[Start of section]

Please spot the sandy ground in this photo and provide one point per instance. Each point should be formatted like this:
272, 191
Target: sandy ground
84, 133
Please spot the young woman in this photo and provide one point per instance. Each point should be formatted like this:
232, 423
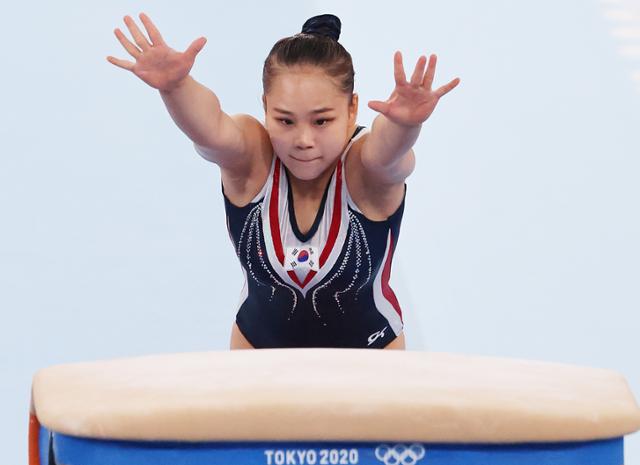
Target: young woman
313, 200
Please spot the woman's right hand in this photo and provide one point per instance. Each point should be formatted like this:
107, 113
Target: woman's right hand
156, 63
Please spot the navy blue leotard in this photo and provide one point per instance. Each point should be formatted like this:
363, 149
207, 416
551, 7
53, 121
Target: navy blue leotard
326, 288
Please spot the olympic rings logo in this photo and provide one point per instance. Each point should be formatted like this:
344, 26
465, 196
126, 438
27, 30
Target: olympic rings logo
399, 454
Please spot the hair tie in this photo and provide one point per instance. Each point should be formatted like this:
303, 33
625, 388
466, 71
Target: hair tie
323, 25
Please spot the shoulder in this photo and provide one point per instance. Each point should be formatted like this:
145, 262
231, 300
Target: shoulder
376, 197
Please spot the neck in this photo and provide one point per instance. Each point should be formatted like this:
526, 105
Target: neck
313, 188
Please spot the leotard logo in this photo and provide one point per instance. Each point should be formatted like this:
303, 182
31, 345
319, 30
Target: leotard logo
376, 335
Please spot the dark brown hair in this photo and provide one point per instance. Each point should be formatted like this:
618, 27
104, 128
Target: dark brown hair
316, 45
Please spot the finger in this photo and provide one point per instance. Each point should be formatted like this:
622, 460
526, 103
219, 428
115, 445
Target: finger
139, 38
447, 87
128, 65
431, 71
418, 73
196, 46
152, 30
380, 107
398, 69
134, 51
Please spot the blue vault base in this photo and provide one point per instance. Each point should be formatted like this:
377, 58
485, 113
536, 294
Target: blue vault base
60, 449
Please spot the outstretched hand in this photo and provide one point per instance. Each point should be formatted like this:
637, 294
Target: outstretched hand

[End of section]

Your task:
Pictures are to be left out; the listing above is otherwise to be copied exactly.

Answer to the problem:
Please spot the sandy ground in this photo and provide one point per instance. Each point should be formatted like this:
272, 191
Target: sandy ground
84, 133
Please spot the young woman in this photo and provide one point per instance. Each point should be formatted like this:
232, 423
Target: young woman
313, 200
Please spot the woman's right hand in this photo and provide one point per instance. Each point should be formatted like this:
107, 113
Target: woman's right hand
156, 63
Please spot the navy blue leotard in this photo and provide one point per instance. Each point should be formatted like this:
363, 149
207, 416
551, 7
53, 121
Target: navy blue leotard
326, 288
Please spot the olympic rings logo in this photo and provide one point per instance. Each point should be formatted like this:
344, 26
465, 196
126, 438
27, 30
Target: olympic rings logo
399, 454
Please spot the hair tie in this photo and provide one point per instance. Each point should be formatted like this:
303, 33
625, 388
466, 71
Target: hair tie
323, 25
Please spot the shoulder in this photo and provide one point per instance. Each point should be formatted like this:
145, 262
231, 300
Target: shoulder
376, 197
Please spot the neck in this photo and provide one point per instance. Each point should be formatted like this:
526, 105
Target: neck
313, 188
Please spot the leotard logo in this photo and provide one point per instance. Each point should be formatted like this:
303, 182
31, 345
319, 30
Target: leotard logo
376, 335
Please spot the dark brown hair in this photo and provide one point per instance. Each point should be formatted like this:
618, 27
104, 128
Target: dark brown hair
316, 45
Please spot the finger in this photo and provide one point per instance. Each point should be formatted like this:
622, 460
526, 103
219, 428
115, 445
Target: finger
139, 38
447, 87
128, 65
431, 71
418, 73
196, 46
152, 30
380, 107
398, 69
134, 51
Please spot the blue vault base in this photo and provide one point per instance. Each point should be formatted like this:
377, 58
485, 113
536, 294
Target: blue vault base
60, 449
Please spot the outstretched hand in this photo and provide one point per instance. Each point should be formatted like this:
637, 294
Target: outstretched hand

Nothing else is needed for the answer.